What you are asked to do: Exactly as written, please set down all of the entries again, with no pictures.

Dataset entries:
▼
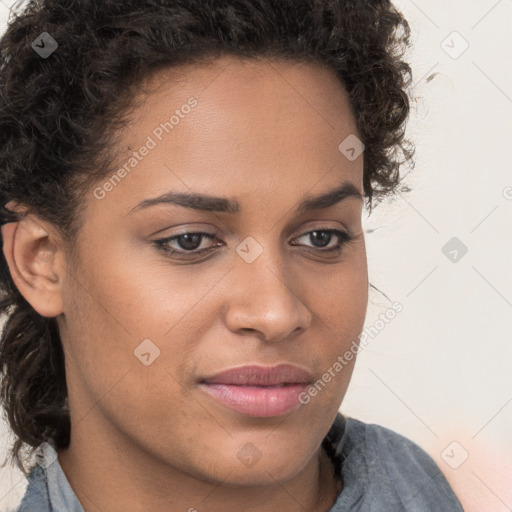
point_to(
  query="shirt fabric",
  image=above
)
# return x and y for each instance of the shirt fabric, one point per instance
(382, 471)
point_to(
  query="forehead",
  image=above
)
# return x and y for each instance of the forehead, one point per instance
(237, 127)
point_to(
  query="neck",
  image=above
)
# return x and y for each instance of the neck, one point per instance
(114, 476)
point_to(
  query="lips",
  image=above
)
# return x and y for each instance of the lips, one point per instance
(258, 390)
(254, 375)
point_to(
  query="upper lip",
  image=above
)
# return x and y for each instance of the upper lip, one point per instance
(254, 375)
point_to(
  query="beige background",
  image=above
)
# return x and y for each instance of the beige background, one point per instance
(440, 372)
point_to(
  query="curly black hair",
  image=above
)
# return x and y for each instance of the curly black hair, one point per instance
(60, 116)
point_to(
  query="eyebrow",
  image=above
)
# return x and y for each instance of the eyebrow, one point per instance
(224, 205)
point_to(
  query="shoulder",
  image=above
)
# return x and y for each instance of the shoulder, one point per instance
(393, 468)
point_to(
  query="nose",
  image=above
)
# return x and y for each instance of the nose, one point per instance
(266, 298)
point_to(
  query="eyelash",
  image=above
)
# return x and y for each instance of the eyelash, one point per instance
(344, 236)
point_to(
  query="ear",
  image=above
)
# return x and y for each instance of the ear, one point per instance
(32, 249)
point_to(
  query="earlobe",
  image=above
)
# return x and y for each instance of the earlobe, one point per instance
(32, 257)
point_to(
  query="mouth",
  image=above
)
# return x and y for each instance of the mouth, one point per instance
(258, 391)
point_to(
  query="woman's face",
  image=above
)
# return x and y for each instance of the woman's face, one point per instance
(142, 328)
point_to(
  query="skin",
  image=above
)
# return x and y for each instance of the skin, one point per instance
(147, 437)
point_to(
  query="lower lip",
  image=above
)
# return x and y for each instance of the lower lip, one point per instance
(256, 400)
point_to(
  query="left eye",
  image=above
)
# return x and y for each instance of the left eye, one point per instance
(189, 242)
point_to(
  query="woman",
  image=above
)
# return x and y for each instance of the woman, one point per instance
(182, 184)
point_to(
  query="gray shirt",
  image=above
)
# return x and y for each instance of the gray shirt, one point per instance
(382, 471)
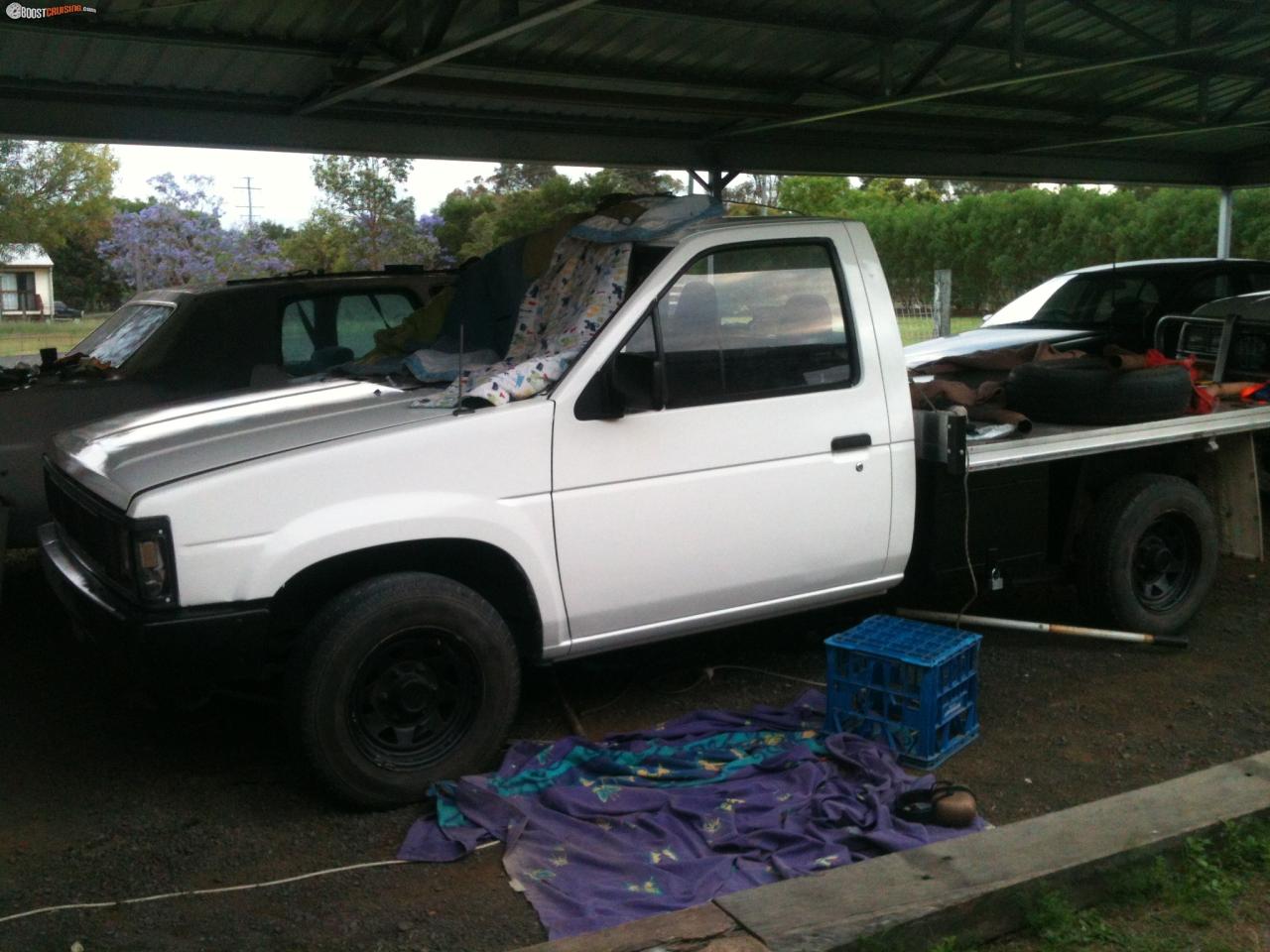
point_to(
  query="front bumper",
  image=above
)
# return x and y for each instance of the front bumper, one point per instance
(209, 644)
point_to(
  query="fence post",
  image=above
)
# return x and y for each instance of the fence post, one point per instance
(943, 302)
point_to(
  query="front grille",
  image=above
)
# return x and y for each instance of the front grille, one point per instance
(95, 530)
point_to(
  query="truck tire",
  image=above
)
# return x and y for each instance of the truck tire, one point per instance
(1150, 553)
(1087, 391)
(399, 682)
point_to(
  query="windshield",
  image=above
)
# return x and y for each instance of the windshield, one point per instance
▲
Finished exercise:
point_to(
  query="shirt fabric",
  image=above
)
# return x and y for each instance of the shirt fabric, one point per instance
(382, 471)
point_to(
  query="forehead",
  image=above
)
# return x and y for each instance of the forehead, one point per instance
(237, 127)
point_to(
  query="neck",
  image=above
)
# return x and y for each instance of the neck, one point per instance
(114, 476)
point_to(
  query="lips",
  image=above
)
# return x and y for each instance of the lips, one point per instance
(258, 390)
(254, 375)
point_to(
  query="upper lip",
  image=above
)
# return x and y for each instance of the upper lip, one point per instance
(254, 375)
point_to(
  query="beige background",
  image=above
)
# return x and y for each instance of the beige background, one point per instance
(440, 372)
point_to(
  query="curly black hair",
  image=above
)
# return x and y for each instance of the curly black hair, one point per instance
(60, 116)
point_to(
  query="eyebrow",
  image=above
)
# return x and y for each instance of the eyebrow, one point per instance
(224, 205)
point_to(
  query="shoulder",
  image=above
)
# return x and y for each instance of the shoulder, one point per instance
(393, 468)
point_to(
  query="nose",
  image=above
)
# return x and y for each instance of the nose, one point per instance
(266, 298)
point_to(
  query="eyelash",
  image=above
)
# return x and y for each instance of the eyelash, one point per instance
(344, 236)
point_to(
  query="ear",
  image=above
)
# return x and y for each instance of the ear, one point per instance
(32, 249)
point_to(
  query="earlobe",
  image=above
)
# return x and y for each instance of the earlobe, one point per instance
(32, 257)
point_to(
  query="mouth",
  image=above
)
# return x and y for each instance of the mouth, one point per instance
(258, 391)
point_to(
  query="woman's face",
  image=above
)
# return x and y for each instance of the woman's face, one point per instance
(142, 328)
point_to(
  query="skin",
  image=above
)
# return x and y for each instance of the skin, one point per instance
(147, 437)
point_to(
  query="lower lip",
  image=above
)
# return x and y for each instance of the lower lip, one point per instance
(256, 400)
point_to(
  query="left eye",
  image=above
)
# return x and y for each instance of the left eye, one point per instance
(189, 242)
point_to(
  query="woman",
  image=above
)
# return x and y for each instance of the woman, one point per instance
(182, 184)
point_to(
  query="gray shirt",
  image=above
)
# return x and y for each instance of the gray shirt, one point per instance
(382, 471)
point_to(
  query="front bumper",
  image=above
)
# return x and y for each instance of the front bumper, one point per instance
(209, 644)
point_to(
  query="fence post",
  image=above
)
# return x and y for each instance of the fence post, one point per instance
(943, 302)
point_to(
  query="front grille",
  image=above
)
# return x and y for each instance of the front grille, one point per instance
(95, 530)
point_to(
  query="truck tire",
  image=above
)
# return x and y for each instance of the truck tire, one point per instance
(1150, 553)
(1087, 391)
(399, 682)
point_to(
  query="windshield",
  image=above
)
# return x and y for each instance of the windshield, one point per instance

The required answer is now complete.